• EXERCISE DETAILS: In the article on the 1937 California Golden Bears football team, what was the team's nickname?

━━ TEXT EXCERPT ━━

National champion (Dunkel, Helms, Williamson System) PCC champion Rose Bowl champion

Rose Bowl, W 13–0 vs. Alabama
- Conference: Pacific Coast Conference

Ranking
- AP: No. 2
- Record: 10–0–1 (6–0–1 PCC)
- Head coach: Stub Allison (3rd season);
- Offensive scheme: Single-wing
- Home stadium: Memorial Stadium

= 1937 California Golden Bears football team =

American college football season

The 1937 California Golden Bears football team, nicknamed the "Thunder Team", was an American football team that represented the University of California (now known as the University of California, Berkeley) in the Pacific Coast Conference (PCC) during the 1937 college football season. In their third year under head coach Stub Allison, the Bears compiled a 10–0–1 record, shut out seven of eleven opponents, and outscored all opponents by a total of 214 to 33.

In the final AP Poll released on November 29, California was ranked No. 2 with 277 points, 50 points behind No. 1 Pittsburgh. After the final rankings were posted, California shut out No. 4 Alabama in the 1938 Rose Bowl. The Associated Press did not conduct post-bowl polling at the time, but rankings by the Dunkel System, the Williamson System and later the Helms Athletic Foundation selected California as the 1937 national champion.

Three California players received first-team honors on the 1937 All-America college football team: fullback Sam Chapman; guard Vard Stockton; end Perry Schwartz; and center Bob Herwig.

==Schedule==

| Date | Opponent | Rank | Site | Result | Attendance | Source |
| September 25 | Saint Mary's* |  | California Memorial Stadium; Berkeley, CA; | W 30–7 | 65,000 |  |
| October 2 | Oregon State |  | California Memorial Stadium; Berkeley, CA; | W 24–6 | 25,000 |  |
| October 9 | Washington State |  | California Memorial Stadium; Berkeley, CA; | W 27–0 | 40,000 |  |
| October 16 | Pacific (CA)* |  | California Memorial Stadium; Berkeley, CA; | W 20–0 | 20,000 |  |
| October 16 | Cal Aggies* |  | California Memorial Stadium; Berkeley, CA; | W 14–0 | 20,000 |  |
| October 23 | No. 11 USC | No. 1 | California Memorial Stadium; Berkeley, CA; | W 20–6 | 73,000 |  |
| October 30 | at UCLA | No. 1 | Los Angeles Memorial Coliseum; Los Angeles, CA (rivalry); | W 27–14 | 65,000 |  |
| November 6 | Washington | No. 1 | California Memorial Stadium; Berkeley, CA; | T 0–0 | 60,000 |  |
| November 13 | at Oregon | No. 2 | Multnomah Stadium; Portland, OR; | W 26–0 | 20,000 |  |
| November 20 | at No. 13 Stanford | No. 2 | Stanford Stadium; Stanford, CA (Big Game); | W 13–0 | 85,000 |  |
| January 1, 1938 | vs. No. 4 Alabama* | No. 2 | Rose Bowl; Pasadena, CA (Rose Bowl); | W 13–0 | 89,650 |  |
*Non-conference game; Rankings from AP Poll released prior to the game;

==Awards and honors==
Six California players received honors on the 1937 All-America college football team:
- Fullback Sam Chapman was a consensus first-team selection.

━━━
━━ EXTRACTED DATA ━━

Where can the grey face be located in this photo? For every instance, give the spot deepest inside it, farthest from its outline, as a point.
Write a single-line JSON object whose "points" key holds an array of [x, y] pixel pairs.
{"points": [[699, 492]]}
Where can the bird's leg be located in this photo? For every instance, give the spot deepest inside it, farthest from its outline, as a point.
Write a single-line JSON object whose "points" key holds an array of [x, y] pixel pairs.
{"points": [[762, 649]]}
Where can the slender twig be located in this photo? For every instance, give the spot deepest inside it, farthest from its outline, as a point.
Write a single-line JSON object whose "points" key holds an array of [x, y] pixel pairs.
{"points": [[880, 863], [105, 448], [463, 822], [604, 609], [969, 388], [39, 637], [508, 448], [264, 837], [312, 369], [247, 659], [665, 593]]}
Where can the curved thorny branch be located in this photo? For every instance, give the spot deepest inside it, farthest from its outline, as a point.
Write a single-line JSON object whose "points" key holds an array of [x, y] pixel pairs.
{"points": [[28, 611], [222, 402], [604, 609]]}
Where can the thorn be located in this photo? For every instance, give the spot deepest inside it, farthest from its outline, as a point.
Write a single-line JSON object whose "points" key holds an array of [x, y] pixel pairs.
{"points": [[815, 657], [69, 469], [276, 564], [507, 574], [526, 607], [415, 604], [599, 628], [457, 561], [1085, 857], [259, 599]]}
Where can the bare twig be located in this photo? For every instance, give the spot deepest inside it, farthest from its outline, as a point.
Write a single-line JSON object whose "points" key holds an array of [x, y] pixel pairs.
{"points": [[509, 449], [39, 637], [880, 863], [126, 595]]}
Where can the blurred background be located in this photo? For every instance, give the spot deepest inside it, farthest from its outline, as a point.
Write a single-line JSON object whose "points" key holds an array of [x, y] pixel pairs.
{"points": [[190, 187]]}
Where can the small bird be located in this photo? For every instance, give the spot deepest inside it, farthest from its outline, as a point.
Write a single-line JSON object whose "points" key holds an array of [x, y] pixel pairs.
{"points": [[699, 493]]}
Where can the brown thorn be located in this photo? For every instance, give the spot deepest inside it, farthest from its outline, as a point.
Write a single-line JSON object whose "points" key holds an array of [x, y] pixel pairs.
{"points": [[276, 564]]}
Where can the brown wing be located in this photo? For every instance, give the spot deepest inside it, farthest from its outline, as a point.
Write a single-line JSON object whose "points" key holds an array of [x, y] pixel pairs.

━━━

• COMPLETED EXERCISE: The "Thunder Team"